• Aim of the exercise:
All of the data below is to be copied exactly.
[Data extract]
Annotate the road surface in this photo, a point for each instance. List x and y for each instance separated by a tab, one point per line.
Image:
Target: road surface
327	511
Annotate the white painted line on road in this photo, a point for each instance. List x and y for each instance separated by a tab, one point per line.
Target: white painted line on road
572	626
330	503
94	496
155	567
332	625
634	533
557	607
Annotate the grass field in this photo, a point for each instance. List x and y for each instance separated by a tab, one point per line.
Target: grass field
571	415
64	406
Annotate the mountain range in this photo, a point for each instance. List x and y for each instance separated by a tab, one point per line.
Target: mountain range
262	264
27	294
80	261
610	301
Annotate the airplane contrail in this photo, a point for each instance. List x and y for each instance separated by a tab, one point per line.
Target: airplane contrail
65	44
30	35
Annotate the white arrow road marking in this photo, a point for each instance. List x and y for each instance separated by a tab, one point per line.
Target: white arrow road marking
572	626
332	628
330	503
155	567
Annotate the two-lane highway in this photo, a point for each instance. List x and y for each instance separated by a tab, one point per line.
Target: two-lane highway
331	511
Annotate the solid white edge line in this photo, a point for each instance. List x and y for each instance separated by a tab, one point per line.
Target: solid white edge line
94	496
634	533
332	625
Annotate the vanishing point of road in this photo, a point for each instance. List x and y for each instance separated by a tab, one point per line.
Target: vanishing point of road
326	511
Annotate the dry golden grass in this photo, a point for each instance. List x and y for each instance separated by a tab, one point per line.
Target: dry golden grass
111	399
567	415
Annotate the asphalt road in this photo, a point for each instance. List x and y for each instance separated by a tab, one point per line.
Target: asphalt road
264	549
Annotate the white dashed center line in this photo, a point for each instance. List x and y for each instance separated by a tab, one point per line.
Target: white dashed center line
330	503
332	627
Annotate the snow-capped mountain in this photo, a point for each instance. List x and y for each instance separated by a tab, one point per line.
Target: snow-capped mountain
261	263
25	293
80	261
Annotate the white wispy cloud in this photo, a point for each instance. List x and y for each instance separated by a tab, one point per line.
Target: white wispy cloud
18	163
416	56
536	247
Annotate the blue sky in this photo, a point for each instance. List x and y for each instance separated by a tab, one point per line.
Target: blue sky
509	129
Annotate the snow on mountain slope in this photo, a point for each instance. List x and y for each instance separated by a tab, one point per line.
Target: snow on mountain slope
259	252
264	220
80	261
[/Data extract]
• Answer below:
Annotate the road surface in this photo, a point for each instance. List x and y for each instance separated by a tab, one point per line.
Image:
Target: road surface
327	511
Annotate the white painted line on road in this photo, a point for each instance. List x and y for each instance separated by a tab, one point per line.
Target: white painted line on road
572	626
330	503
94	496
155	567
332	625
634	533
557	607
Annotate the grass field in this photo, a point for each instance. List x and y for each instance separated by a tab, one point per line.
Target: grass field
571	415
64	406
Annotate the mountain range in this photo, a point for each instance. List x and y for each instance separated by a tab, one point per line.
Target: mountain range
262	264
27	294
80	261
610	301
Annotate the airplane contrail in this photo, a point for each instance. List x and y for each instance separated by a tab, one point per line.
Target: airplane contrail
65	44
30	35
Annotate the white arrow road marking in this photo, a point for each instance. List x and y for each instance separated by a tab, one point per line.
Target: white arrow road marking
572	626
332	628
330	503
155	567
Annotate the two-lane highway in this photo, a point for each instance. List x and y for each instance separated by a tab, one point per line.
Target: two-lane highway
331	511
Annotate the solid white edge line in this photo, a point for each instance. List x and y for each instance separated by a tab, one point per line.
Target: solid white edge line
94	496
634	533
332	625
Annotate the vanishing point of road in this photo, a point for each instance. List x and y for each instance separated by a tab, one point per line.
Target: vanishing point of road
326	511
Annotate the dry golden grass in this photo, a point for each instance. List x and y for each instance separated by a tab, one point per line.
Target: dry golden grass
111	399
567	415
Annotate the asphalt road in this photo, a point for each instance. List x and y for each instance separated by a tab, one point per line.
Target: asphalt road
264	549
Annotate the white dashed center line in this photo, a point for each instance. List x and y for each instance separated by a tab, one point per line.
Target: white dashed center line
330	503
332	627
Annotate the snow-capped mountain in this photo, a point for each instance. List x and y for each instance separated by a tab, one point per line.
Target: snow-capped mountain
261	263
25	293
80	261
Annotate the white wispy cloud in this photo, a point for each instance. List x and y for each instance separated by a tab, one point per line.
Target: white wispy cloud
18	163
416	56
536	247
Annotate the blue sky in this photo, a point for each instance. List x and y for each instance separated by a tab, one point per line.
Target: blue sky
509	129
Annotate the snow on mountain slope in this photo, a point for each instance. List x and y for each instance separated by a tab, one point per line.
Target: snow on mountain slope
259	252
264	220
80	261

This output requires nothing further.